┌─ Exercise passage

Append after the H264 entry (~line 549):

	{
		.fourcc = V4L2_PIX_FMT_VP9_FRAME,
		.frmsize = {
			.min_width = 64,
			.max_width = 4096,
			.step_width = 64,
			.min_height = 64,
			.max_height = 2304,
			.step_height = 64,
		},
		.ctrls = &vdpu38x_vp9_ctrls,
		.ops = &rkvdec_vp9_fmt_ops,
		.num_decoded_fmts = ARRAY_SIZE(rkvdec_vp9_decoded_fmts),
		.decoded_fmts = rkvdec_vp9_decoded_fmts,
	},

Reuses existing rkvdec_vp9_fmt_ops (legacy vdpu34x register layout, written for RK3399) and rkvdec_vp9_decoded_fmts (NV12_4L4 + NV12). No subsystem_flags = VB2_V4L2_FL_SUPPORTS_M2M_HOLD_CAPTURE_BUF because VP9 frames are self-contained (no slice fragmentation).

Change 3 (conditional): instrumentation only if first decode silent-fails

Add a one-shot DIAG pr_warn at the end of rkvdec_vp9_run if Phase 6 verification shows the IRQ never fires or fires with unexpected status. Otherwise the patch is two structural additions and zero new logic.

Test plan

Step Action Pass criterion
1 Build drivers/media/platform/rockchip/rkvdec/rockchip-vdec.ko on boltzmann (already has tree + toolchain) Builds clean
2 Backup current 7.0.0-rc3-devices+/kernel/drivers/media/platform/rockchip/rkvdec/rockchip-vdec.ko on ampere (feedback_backup_before_module_replace) Backup md5'd + off-device copy on fresnel
3 Install + modprobe -r rockchip-vdec; modprobe rockchip-vdec (no reboot needed) dmesg | grep rkvdec shows VP9 fmt enumerated. v4l2-ctl --list-formats-out --device=/dev/video0 shows VP9F
4 Decode test bitstream: LIBVA_DRIVER_NAME=v4l2_request ffmpeg -hwaccel vaapi -hwaccel_output_format vaapi -i <vp9.webm> -vf hwdownload,format=nv12 -frames:v 100 -f rawvideo -pix_fmt nv12 /tmp/hw-vp9.nv12 rc=0, output size = 100 × W × H × 1.5 bytes
5 SW reference: ffmpeg -i <vp9.webm> -vf format=nv12,select='eq(n,100)' -frames:v 1 -f rawvideo -pix_fmt nv12 /tmp/sw-vp9-f100.nv12 rc=0
6 Byte-compare frame 100 (per feedback_compare_hw_against_sw_reference) ≥ 99% exact match
7 Iteratively widen test vectors (different resolutions, frame-parallel decoding, super-frame, segmentation enabled) Each VP9 feature within vdpu381 capability passes

Risk register update

# Risk Mitigation
R1 Same physical IP, two register dialects — hidden mode-switch register? BSP rkvdec_rk3588_hw_ops.init = rkvdec2_init (generic). No mode switch. Resolved.

└─
┌─ Record set

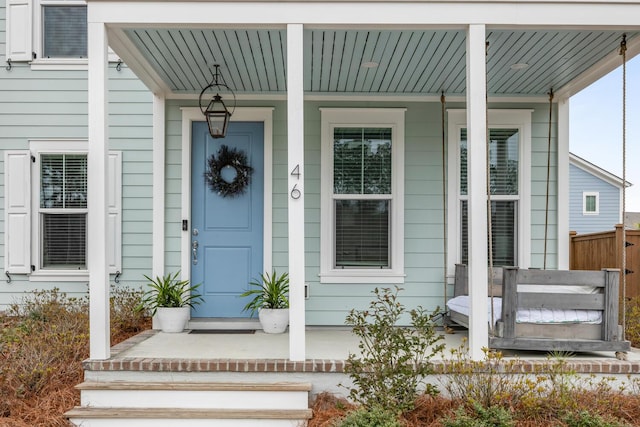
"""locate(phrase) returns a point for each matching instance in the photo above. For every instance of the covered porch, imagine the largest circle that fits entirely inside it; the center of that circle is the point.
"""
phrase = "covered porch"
(303, 55)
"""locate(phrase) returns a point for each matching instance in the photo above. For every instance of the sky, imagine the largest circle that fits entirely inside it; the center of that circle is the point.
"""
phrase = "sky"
(596, 127)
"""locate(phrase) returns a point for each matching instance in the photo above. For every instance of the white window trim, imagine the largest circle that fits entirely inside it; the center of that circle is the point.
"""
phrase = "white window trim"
(520, 119)
(364, 117)
(585, 194)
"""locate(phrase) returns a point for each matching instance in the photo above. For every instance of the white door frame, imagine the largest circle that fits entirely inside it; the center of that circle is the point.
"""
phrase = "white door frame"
(241, 114)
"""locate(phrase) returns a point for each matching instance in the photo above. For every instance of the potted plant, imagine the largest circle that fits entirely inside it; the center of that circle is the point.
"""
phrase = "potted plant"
(172, 299)
(270, 298)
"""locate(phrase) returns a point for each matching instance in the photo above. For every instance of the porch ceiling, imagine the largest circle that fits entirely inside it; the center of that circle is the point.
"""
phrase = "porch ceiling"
(400, 62)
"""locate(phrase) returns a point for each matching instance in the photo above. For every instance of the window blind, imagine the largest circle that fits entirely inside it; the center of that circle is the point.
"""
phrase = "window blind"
(362, 167)
(362, 233)
(64, 31)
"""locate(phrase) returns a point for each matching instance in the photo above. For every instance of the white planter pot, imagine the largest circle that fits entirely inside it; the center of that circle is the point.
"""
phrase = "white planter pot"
(173, 319)
(274, 321)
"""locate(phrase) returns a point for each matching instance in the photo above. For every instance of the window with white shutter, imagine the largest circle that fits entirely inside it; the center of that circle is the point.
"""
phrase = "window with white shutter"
(48, 33)
(46, 211)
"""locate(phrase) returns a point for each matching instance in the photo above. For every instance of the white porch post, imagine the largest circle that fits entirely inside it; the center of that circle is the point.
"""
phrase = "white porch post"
(563, 184)
(100, 341)
(295, 149)
(158, 186)
(477, 189)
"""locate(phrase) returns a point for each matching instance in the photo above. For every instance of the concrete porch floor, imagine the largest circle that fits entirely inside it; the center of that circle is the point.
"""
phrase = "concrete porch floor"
(321, 343)
(183, 357)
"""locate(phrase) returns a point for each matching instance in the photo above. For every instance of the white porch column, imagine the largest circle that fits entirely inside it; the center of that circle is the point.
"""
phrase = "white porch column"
(100, 341)
(477, 189)
(563, 184)
(158, 185)
(295, 149)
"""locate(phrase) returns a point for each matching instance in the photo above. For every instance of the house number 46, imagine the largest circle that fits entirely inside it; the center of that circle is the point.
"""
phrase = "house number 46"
(295, 192)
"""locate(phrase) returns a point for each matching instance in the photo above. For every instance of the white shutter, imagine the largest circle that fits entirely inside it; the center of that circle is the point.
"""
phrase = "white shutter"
(114, 227)
(17, 205)
(19, 19)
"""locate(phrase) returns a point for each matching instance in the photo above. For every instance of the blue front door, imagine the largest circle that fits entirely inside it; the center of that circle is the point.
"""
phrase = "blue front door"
(226, 231)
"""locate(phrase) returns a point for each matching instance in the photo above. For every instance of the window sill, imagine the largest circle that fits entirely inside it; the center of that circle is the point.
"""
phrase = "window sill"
(362, 276)
(60, 64)
(59, 276)
(56, 64)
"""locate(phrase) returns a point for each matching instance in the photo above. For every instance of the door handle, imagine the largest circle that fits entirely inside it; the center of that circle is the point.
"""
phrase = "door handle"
(194, 252)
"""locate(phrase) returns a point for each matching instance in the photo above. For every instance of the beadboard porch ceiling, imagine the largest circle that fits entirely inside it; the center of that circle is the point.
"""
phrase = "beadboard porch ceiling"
(178, 61)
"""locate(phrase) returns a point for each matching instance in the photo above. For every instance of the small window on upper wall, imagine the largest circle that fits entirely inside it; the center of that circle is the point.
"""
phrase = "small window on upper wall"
(64, 31)
(590, 203)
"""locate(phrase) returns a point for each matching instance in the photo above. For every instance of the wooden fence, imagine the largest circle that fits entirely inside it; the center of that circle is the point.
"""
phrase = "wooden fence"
(593, 251)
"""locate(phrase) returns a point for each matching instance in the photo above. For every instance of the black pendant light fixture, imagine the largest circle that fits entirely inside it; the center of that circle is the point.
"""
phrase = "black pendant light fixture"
(215, 110)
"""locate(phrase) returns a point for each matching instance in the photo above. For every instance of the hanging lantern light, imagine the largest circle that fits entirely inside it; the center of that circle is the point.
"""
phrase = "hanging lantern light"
(215, 110)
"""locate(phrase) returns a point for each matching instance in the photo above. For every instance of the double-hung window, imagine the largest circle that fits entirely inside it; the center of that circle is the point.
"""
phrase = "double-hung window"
(46, 208)
(508, 186)
(62, 211)
(590, 203)
(63, 29)
(362, 162)
(50, 34)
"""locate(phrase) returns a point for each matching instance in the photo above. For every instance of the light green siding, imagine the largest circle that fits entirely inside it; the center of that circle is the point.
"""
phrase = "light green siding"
(46, 105)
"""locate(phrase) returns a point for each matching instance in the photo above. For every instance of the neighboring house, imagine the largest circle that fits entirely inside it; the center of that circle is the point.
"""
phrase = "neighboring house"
(632, 220)
(595, 197)
(340, 116)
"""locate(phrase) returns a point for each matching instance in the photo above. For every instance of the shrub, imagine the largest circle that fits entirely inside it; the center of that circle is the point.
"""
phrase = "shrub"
(125, 312)
(586, 419)
(394, 360)
(633, 321)
(489, 382)
(369, 417)
(495, 416)
(50, 333)
(43, 340)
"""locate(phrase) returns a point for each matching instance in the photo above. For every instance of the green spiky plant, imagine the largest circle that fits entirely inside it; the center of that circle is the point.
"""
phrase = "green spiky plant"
(269, 291)
(169, 291)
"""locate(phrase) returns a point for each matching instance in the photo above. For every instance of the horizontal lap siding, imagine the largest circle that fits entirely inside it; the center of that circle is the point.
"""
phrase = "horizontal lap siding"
(330, 303)
(42, 104)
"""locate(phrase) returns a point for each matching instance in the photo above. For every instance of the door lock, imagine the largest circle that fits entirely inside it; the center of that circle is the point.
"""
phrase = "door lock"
(194, 251)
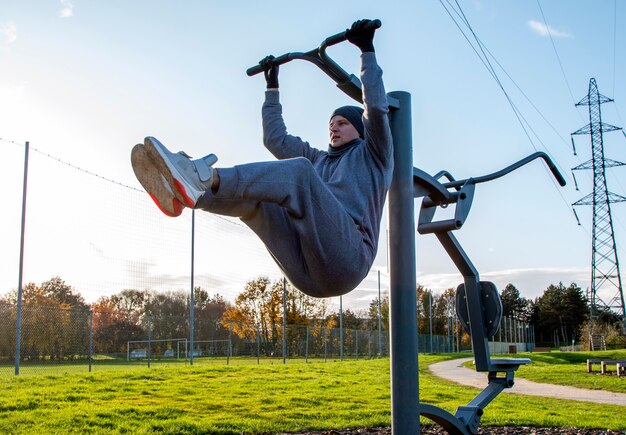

└─

## Exercise requirements
[A] Rewrite the paragraph in the patch plan that begins "Reuses existing rkvdec_vp9_fmt_ops" as a short bulleted list, keeping its main facts.
[B] List every field set inside the .frmsize block of the patch plan's VP9 entry, together with its value.
[C] In the patch plan's test plan, what is the pass criterion for the byte-compare of frame 100?
The records are separate material and are not connected to the patch plan.

## Answers for the tasks
[A]
- The existing rkvdec_vp9_fmt_ops is reused. It has the legacy vdpu34x register layout, written for RK3399.
- The existing rkvdec_vp9_decoded_fmts (NV12_4L4 and NV12) is reused.
- subsystem_flags = VB2_V4L2_FL_SUPPORTS_M2M_HOLD_CAPTURE_BUF is not set, because VP9 frames are self-contained and have no slice fragmentation.

[B]
- min_width = 64
- max_width = 4096
- step_width = 64
- min_height = 64
- max_height = 2304
- step_height = 64

[C] The pass criterion is a ≥ 99% exact match.